* Data *
....................

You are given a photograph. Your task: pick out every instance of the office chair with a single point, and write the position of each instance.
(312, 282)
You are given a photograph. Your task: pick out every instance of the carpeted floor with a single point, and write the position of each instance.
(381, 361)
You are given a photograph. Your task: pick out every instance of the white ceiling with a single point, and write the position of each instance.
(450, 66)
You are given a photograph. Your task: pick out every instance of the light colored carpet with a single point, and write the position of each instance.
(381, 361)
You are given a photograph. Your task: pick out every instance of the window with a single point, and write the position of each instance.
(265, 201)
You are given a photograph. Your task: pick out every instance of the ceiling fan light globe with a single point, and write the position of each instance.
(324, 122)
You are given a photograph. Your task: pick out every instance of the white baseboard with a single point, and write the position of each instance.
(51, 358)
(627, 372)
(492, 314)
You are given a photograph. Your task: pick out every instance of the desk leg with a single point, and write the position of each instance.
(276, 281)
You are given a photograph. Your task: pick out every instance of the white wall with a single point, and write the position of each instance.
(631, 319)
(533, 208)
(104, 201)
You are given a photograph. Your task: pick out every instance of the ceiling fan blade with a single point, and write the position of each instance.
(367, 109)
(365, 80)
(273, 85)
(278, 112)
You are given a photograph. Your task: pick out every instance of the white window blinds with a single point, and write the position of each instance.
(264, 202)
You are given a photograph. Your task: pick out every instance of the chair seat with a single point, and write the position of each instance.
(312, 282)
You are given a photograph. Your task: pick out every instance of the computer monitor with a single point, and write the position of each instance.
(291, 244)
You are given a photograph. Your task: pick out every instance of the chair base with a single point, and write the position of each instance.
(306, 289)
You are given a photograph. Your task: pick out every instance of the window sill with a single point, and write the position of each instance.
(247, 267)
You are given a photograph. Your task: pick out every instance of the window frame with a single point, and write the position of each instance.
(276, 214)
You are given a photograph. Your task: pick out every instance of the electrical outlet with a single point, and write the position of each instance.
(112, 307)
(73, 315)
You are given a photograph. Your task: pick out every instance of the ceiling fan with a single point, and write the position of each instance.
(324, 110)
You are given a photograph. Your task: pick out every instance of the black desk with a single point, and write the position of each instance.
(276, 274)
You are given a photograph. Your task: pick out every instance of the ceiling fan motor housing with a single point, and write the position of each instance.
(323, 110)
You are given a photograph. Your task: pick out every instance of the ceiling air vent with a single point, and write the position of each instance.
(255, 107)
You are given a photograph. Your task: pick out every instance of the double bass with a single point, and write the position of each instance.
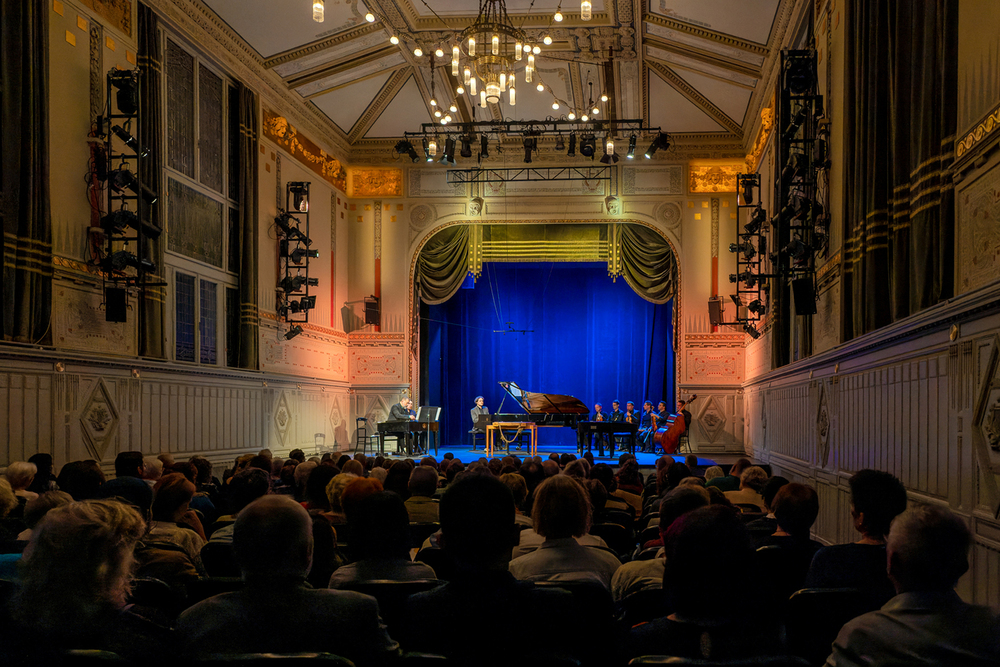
(669, 435)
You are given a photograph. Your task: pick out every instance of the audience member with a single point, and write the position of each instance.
(926, 623)
(422, 487)
(276, 612)
(561, 513)
(876, 499)
(380, 541)
(752, 481)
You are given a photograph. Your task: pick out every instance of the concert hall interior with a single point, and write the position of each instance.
(233, 225)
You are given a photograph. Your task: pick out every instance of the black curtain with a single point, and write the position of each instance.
(151, 319)
(247, 229)
(27, 224)
(900, 212)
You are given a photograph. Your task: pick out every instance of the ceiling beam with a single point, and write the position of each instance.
(379, 104)
(685, 89)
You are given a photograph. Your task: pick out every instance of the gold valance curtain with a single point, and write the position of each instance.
(635, 252)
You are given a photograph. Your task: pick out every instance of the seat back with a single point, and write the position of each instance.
(814, 616)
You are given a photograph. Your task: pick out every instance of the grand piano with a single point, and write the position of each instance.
(542, 409)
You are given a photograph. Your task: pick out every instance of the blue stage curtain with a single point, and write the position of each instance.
(587, 336)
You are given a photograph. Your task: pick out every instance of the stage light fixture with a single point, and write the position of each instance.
(122, 259)
(129, 140)
(405, 147)
(127, 83)
(118, 221)
(122, 179)
(661, 142)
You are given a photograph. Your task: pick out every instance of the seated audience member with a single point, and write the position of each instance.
(276, 612)
(796, 507)
(752, 482)
(561, 513)
(81, 479)
(477, 524)
(45, 479)
(422, 487)
(876, 499)
(640, 575)
(926, 623)
(767, 524)
(519, 489)
(75, 581)
(731, 482)
(700, 545)
(380, 542)
(173, 520)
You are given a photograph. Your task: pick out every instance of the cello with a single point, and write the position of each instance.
(669, 436)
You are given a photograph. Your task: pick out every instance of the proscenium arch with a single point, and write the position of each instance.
(413, 334)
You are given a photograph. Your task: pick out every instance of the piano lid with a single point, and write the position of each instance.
(545, 404)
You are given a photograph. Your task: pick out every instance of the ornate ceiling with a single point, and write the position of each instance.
(698, 69)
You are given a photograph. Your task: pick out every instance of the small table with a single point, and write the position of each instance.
(531, 427)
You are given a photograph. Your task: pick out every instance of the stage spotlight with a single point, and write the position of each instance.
(117, 221)
(129, 140)
(122, 259)
(405, 147)
(295, 283)
(661, 142)
(122, 179)
(300, 196)
(127, 83)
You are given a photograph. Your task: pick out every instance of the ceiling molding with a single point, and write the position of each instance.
(321, 45)
(705, 33)
(342, 65)
(685, 89)
(379, 104)
(707, 57)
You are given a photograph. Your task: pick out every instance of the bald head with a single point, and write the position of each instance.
(273, 538)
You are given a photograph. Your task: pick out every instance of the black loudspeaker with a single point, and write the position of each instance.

....................

* Your assignment *
From start to finish, output the listing exactly, but omit its pictures.

* Answer below *
You are given a photograph. Your task: pick out every instance of the office chair with a single point, and write the position of each instance.
(312, 282)
You are given a photograph. Your task: pick out every instance of the carpeted floor with a single point, and write the position of each instance.
(381, 361)
You are given a photograph. Your task: pick out every instance of the white ceiling with a single point, and write the position of each instance.
(450, 66)
You are given a photograph. Your task: pick out every instance of the light colored carpet with a single point, and write the position of each instance.
(381, 361)
You are given a photograph. Your task: pick out every instance of the window with a single point, and write the position of each instance.
(265, 201)
You are given a photograph. Your task: pick out every instance of the ceiling fan light globe with a single point, and write the position of each instance.
(324, 122)
You are given a photograph. Your task: pick out every instance of the white baseboard with a single point, and write the position of each instance.
(51, 358)
(627, 372)
(492, 314)
You are given a photograph. Your task: pick out every instance of the desk leg with a single point, and write the position of each instance.
(276, 281)
You are given a photograph. Your task: pick out every instance of the white wall with a single point, and write the position of each instance.
(631, 319)
(533, 208)
(104, 201)
You are given a photograph. Your task: pick out every instance of the ceiling fan blade with a single point, and write the position of each instance.
(367, 109)
(365, 80)
(273, 85)
(278, 112)
You are given a photograph. Your task: pick out every instance of the white window blinds with a single point, and write the position of each instance.
(264, 202)
You are given a photograph. Your task: pick out every instance of the chair seat with a single point, and write the position of each instance.
(312, 282)
You are given a photograph. Your task: pick out every instance of the computer monitor with a single point, and write the position of each instance.
(291, 244)
You are given a photograph. Your task: pick out every instance of the chair base with a single point, and write the position of each instance.
(306, 289)
You are given a photograph. Your task: pick out every instance of the window sill with a single point, and write the position of each instance.
(247, 267)
You are given a photograph. Your task: pick out every instance of the window frame with a single point, and write the position of each instance.
(276, 214)
You are given a photograph. Your task: pick out every instance of the electrical outlet with a single point, and write the position of each instance.
(112, 307)
(73, 315)
You are given a photograph. Your task: pick out every instance of the ceiling fan with a single point, and write the position of each instance.
(324, 110)
You are given a photograph. Your task: pick out every instance of the black desk with a single point, and write the position of each instance.
(276, 274)
You are given a photograph. Your task: pick out every instance of the ceiling fan motor housing with a single point, and write the position of each instance.
(323, 110)
You are given a photograph. Your task: pick out every instance of the ceiling air vent with a single point, and write the position of each instance.
(255, 107)
You are given a photograph. Your task: pick out every instance of the double bass with a single point, and write the position of each instance.
(669, 435)
You are given a photograph. Your task: pick out every instance of the audience member with a single point, and write the position of each instance.
(926, 623)
(422, 487)
(276, 612)
(561, 513)
(876, 499)
(380, 541)
(752, 481)
You are given a photograph. Your task: pick out every instance of the concert hall interior with a single point, and write the position of each instance.
(233, 225)
You are given a photograph. Your task: pick out every instance of the black curtain with a single point, and write the position of each instance.
(151, 319)
(247, 229)
(27, 224)
(900, 212)
You are given a photograph. Your task: pick out every instance of the ceiling beam with a single point, and write the position of each instance.
(379, 104)
(685, 89)
You are given a photograph. Your task: pick out every instance of the gold valance curtain with a single point, and write the position of each instance.
(635, 252)
You are given a photograph. Your task: pick out every instance of the seat back with a single point, and write the position of each instance.
(814, 616)
You are given a photograph. Your task: pick out every instance of the grand piano with a single point, and write the position of each instance.
(542, 409)
You are given a photograph. Your task: pick out every instance of the blue stage curtain with a single point, and write the position of each instance.
(587, 336)
You are given a photograph. Your task: pick out every instance of the stage light fixture with a single point, and write the position of each instance.
(122, 259)
(129, 140)
(405, 147)
(127, 83)
(118, 221)
(122, 179)
(661, 142)
You are given a photograph. Your task: pick out every instance of the seated audience member with a single point, and write the position of each instance.
(276, 612)
(796, 507)
(752, 482)
(561, 513)
(81, 479)
(477, 524)
(45, 479)
(422, 487)
(876, 499)
(640, 575)
(926, 623)
(767, 524)
(519, 489)
(75, 581)
(731, 482)
(700, 545)
(380, 542)
(173, 520)
You are given a photograph. Your task: pick out every instance of the cello with a single point, and write the position of each instance.
(669, 436)
You are given a photograph. Your task: pick out every instance of the proscenium arch with a single point, and write the position of each instance.
(413, 334)
You are given a photograph. Your task: pick out every instance of the piano lid with a single point, and write the position of each instance.
(545, 404)
You are given a photograph. Your task: pick out every instance of the ornate ceiling with a single point, and write the position of each instance.
(698, 69)
You are given a photograph. Your task: pick out every instance of the small table with a single point, and write the position of each instance.
(531, 427)
You are given a photograph. Your task: pick out every instance of the stage spotlight with a single point, and write the position of each instance.
(117, 221)
(129, 140)
(122, 259)
(405, 147)
(295, 283)
(661, 142)
(122, 179)
(300, 196)
(127, 83)
You are given a photograph. Your task: pick out every instance of the ceiling molding with a single point, and write the position of each instance.
(321, 45)
(705, 33)
(342, 65)
(685, 89)
(379, 104)
(707, 57)
You are given a photograph. Your task: pick out every instance of the bald head with a single point, and write the position of each instance.
(273, 538)
You are given a photograph. Your task: pick out every instance of the black loudspeaker with a single point, and write the position of each instance.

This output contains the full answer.